◆ Instructions to follow
The entries should each be set down again precisely.

::::::::::

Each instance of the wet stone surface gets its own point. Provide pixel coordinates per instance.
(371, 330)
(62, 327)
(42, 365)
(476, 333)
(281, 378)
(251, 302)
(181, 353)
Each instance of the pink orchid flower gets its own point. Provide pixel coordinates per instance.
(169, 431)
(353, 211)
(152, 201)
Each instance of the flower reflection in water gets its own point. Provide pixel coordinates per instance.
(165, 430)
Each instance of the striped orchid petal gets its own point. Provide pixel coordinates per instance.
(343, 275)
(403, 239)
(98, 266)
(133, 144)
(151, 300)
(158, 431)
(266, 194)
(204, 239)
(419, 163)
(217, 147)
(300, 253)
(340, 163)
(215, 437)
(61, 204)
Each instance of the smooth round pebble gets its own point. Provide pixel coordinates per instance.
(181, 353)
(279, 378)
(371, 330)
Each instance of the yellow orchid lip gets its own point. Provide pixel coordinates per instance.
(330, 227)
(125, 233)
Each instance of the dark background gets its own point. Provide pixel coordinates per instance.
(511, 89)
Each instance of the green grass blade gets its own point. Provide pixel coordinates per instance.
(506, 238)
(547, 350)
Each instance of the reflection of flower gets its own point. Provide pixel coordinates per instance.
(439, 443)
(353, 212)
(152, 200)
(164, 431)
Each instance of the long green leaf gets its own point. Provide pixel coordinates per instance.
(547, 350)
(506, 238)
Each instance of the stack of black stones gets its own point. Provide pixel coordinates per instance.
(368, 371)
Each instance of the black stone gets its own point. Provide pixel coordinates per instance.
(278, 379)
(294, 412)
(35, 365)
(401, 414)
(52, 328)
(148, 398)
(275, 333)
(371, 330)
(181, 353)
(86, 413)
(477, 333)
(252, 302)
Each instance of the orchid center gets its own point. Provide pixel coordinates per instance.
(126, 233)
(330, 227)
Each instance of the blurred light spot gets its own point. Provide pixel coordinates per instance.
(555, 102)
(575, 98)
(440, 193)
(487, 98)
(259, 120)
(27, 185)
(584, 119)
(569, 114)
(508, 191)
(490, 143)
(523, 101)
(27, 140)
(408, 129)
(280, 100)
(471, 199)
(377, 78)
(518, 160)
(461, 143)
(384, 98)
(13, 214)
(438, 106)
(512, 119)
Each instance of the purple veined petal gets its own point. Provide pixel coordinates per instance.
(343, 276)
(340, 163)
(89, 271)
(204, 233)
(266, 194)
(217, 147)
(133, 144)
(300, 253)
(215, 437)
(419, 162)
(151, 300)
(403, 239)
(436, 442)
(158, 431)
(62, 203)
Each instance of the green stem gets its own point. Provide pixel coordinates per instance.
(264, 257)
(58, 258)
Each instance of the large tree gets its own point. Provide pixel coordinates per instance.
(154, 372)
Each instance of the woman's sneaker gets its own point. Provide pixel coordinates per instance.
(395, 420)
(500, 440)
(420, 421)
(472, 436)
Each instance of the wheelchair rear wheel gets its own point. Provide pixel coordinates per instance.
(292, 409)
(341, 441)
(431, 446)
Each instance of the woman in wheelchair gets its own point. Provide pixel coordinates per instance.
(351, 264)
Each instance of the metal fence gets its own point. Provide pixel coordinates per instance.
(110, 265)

::::::::::

◆ Response area
Each instance of the wet stone surface gets its own point. Provide pixel coordinates per instance.
(371, 330)
(62, 327)
(42, 365)
(476, 333)
(281, 378)
(251, 302)
(181, 353)
Each instance of the pink orchid flower gets its own point. Provide pixel coordinates per instance.
(169, 431)
(353, 211)
(152, 201)
Each instance of the flower reflection in water gets its own point. Provide pixel coordinates per instance.
(165, 430)
Each instance of the striped orchid petal gets its own point. Provide pixel coordinates per instance.
(343, 275)
(403, 239)
(98, 266)
(133, 144)
(151, 300)
(158, 431)
(266, 194)
(204, 239)
(419, 163)
(217, 147)
(300, 253)
(340, 163)
(215, 437)
(61, 204)
Each instance of the smooth round pebble gets its own point. Provide pixel coordinates per instance.
(181, 353)
(279, 378)
(371, 330)
Each instance of the yellow orchid lip gets its own point. Provide pixel coordinates per instance.
(330, 227)
(125, 233)
Each instance of the dark background gets its own point. Provide pixel coordinates per instance.
(511, 89)
Each instance of the green grass blade gets its own point. Provide pixel coordinates per instance.
(506, 238)
(547, 350)
Each instance of the reflection of flower gets its own point. Provide pixel coordinates per instance.
(439, 443)
(353, 212)
(152, 200)
(164, 431)
Each instance of the long green leaf gets its own point. Provide pixel coordinates per instance.
(547, 350)
(506, 238)
Each instance of the stack of black stones gets its own point. Provide pixel coordinates per instance.
(368, 371)
Each instance of the black stone gets its own point. Provide pixel coordinates per instance.
(278, 379)
(294, 412)
(35, 365)
(401, 414)
(52, 328)
(148, 398)
(275, 333)
(371, 330)
(181, 353)
(86, 413)
(477, 333)
(252, 302)
Each instance of the orchid center gets its own point. Provide pixel coordinates per instance.
(126, 233)
(330, 227)
Each instance of the blurred light spot gets its own point. Provide pixel coordinates per instance.
(555, 102)
(575, 98)
(440, 193)
(487, 98)
(259, 120)
(27, 185)
(584, 119)
(569, 114)
(508, 191)
(490, 143)
(523, 101)
(27, 140)
(408, 129)
(280, 100)
(471, 199)
(377, 78)
(518, 160)
(461, 143)
(384, 98)
(13, 214)
(438, 106)
(512, 119)
Each instance of the purple veined petal gets its own point. Provide pixel coordinates per instance.
(343, 276)
(340, 163)
(89, 271)
(204, 233)
(266, 194)
(217, 147)
(133, 144)
(300, 253)
(215, 437)
(419, 162)
(151, 300)
(403, 239)
(436, 442)
(158, 431)
(62, 203)
Each instance of the green stem gets its own point. Provide pixel coordinates per instance.
(264, 257)
(58, 258)
Each instance of the large tree gets its own point. Provide pixel coordinates per instance.
(154, 372)
Each instance of the woman's sneaker gets its own point. Provide pixel coordinates per instance.
(395, 420)
(500, 440)
(420, 421)
(472, 436)
Each instance of the wheelchair rear wheel gets its own point. Provide pixel coordinates per instance.
(292, 409)
(341, 441)
(431, 446)
Each instance of the woman in wheelchair gets its own point. Provide pixel coordinates per instance.
(351, 264)
Each instance of the metal fence gets its own point. Provide pixel coordinates per instance.
(110, 265)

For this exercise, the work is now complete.